**ENTRÉES FOURNIES:**

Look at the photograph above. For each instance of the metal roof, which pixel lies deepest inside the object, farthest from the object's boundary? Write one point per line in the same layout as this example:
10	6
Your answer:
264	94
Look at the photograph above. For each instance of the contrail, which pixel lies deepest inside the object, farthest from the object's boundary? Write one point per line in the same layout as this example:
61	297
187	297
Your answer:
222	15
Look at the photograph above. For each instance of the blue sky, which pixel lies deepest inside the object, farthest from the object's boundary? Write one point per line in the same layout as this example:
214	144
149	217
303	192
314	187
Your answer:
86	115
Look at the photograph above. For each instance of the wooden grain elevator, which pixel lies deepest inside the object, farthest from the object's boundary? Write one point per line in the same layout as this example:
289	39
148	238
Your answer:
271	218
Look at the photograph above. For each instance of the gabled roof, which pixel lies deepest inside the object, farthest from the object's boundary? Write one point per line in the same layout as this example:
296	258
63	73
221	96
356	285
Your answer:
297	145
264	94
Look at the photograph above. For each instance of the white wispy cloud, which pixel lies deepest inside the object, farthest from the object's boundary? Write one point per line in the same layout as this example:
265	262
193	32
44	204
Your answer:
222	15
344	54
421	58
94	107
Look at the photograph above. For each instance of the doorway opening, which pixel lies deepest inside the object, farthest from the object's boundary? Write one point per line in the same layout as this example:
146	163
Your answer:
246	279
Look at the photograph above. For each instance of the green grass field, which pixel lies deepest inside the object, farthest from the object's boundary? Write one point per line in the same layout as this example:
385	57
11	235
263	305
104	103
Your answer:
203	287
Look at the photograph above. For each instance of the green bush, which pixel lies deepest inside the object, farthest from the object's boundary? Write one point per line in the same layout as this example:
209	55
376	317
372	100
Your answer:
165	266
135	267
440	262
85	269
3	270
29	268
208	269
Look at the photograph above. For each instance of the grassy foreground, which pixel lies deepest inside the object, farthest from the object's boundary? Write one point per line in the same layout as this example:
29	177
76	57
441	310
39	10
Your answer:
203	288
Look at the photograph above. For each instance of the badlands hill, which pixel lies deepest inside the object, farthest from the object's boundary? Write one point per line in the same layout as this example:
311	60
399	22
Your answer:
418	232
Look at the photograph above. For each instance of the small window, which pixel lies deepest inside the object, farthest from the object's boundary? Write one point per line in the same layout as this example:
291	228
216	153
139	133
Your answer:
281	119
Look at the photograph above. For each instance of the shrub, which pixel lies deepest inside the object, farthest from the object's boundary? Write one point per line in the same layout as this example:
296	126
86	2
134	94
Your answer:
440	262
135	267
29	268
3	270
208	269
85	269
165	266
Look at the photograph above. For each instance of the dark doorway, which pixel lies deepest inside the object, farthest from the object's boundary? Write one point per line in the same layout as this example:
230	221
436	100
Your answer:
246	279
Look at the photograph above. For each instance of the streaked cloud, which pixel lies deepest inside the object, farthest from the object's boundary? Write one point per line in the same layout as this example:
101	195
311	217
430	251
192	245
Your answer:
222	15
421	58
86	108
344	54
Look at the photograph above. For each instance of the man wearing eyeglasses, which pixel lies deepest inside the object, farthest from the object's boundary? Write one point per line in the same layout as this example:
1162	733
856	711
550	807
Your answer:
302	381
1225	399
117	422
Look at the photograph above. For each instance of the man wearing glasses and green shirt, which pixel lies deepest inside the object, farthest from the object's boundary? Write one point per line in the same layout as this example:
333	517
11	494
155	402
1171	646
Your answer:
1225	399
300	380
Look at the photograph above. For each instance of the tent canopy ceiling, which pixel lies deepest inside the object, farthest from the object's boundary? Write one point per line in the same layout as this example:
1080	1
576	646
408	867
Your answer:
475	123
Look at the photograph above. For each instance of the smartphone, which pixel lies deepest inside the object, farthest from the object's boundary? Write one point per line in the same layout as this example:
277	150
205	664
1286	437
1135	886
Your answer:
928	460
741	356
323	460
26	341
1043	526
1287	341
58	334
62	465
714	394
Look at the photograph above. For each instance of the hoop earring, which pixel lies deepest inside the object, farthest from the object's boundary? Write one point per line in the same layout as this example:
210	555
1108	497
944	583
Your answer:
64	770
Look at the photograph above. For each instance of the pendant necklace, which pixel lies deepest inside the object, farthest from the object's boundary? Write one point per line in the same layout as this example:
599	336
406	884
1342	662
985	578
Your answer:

**VOS CONSIGNES:** Modifiez les lignes qui vont de celle contenant « Look at the photograph above. For each instance of the tent » jusqu'à la fin des enregistrements, bornes comprises, en remplaçant « smartphone » par « mobile phone » sans rien changer d'autre. Ne renvoyez que ces lignes.

**RÉSULTAT OBTENU:**
Look at the photograph above. For each instance of the tent canopy ceiling, which pixel lies deepest inside the object, farthest from the object's boundary? Write one point per line in the same layout as this example:
1080	1
576	646
408	867
Your answer:
475	123
Look at the photograph above. For each instance of the mobile phone, which pixel lies deepest inside the object, farthest from the object's boundary? Write one point per line in the same layout as this example:
277	150
205	664
1286	437
1135	886
Your answer:
928	460
741	356
323	460
26	341
1043	526
1287	341
58	334
62	465
714	394
Look at the photograph above. For each instance of the hoop earring, which pixel lies deepest inside the object, farthest from the object's boundary? Write one point per line in the same layout as this example:
210	555
1108	497
944	583
Your answer:
64	770
Look at the photograph above. For each instance of the pendant necklace, which pixel lies deepest inside the object, farthest from the object's boundary? Write one point per line in the same layout as this example:
599	336
406	884
1342	662
985	578
Your answer:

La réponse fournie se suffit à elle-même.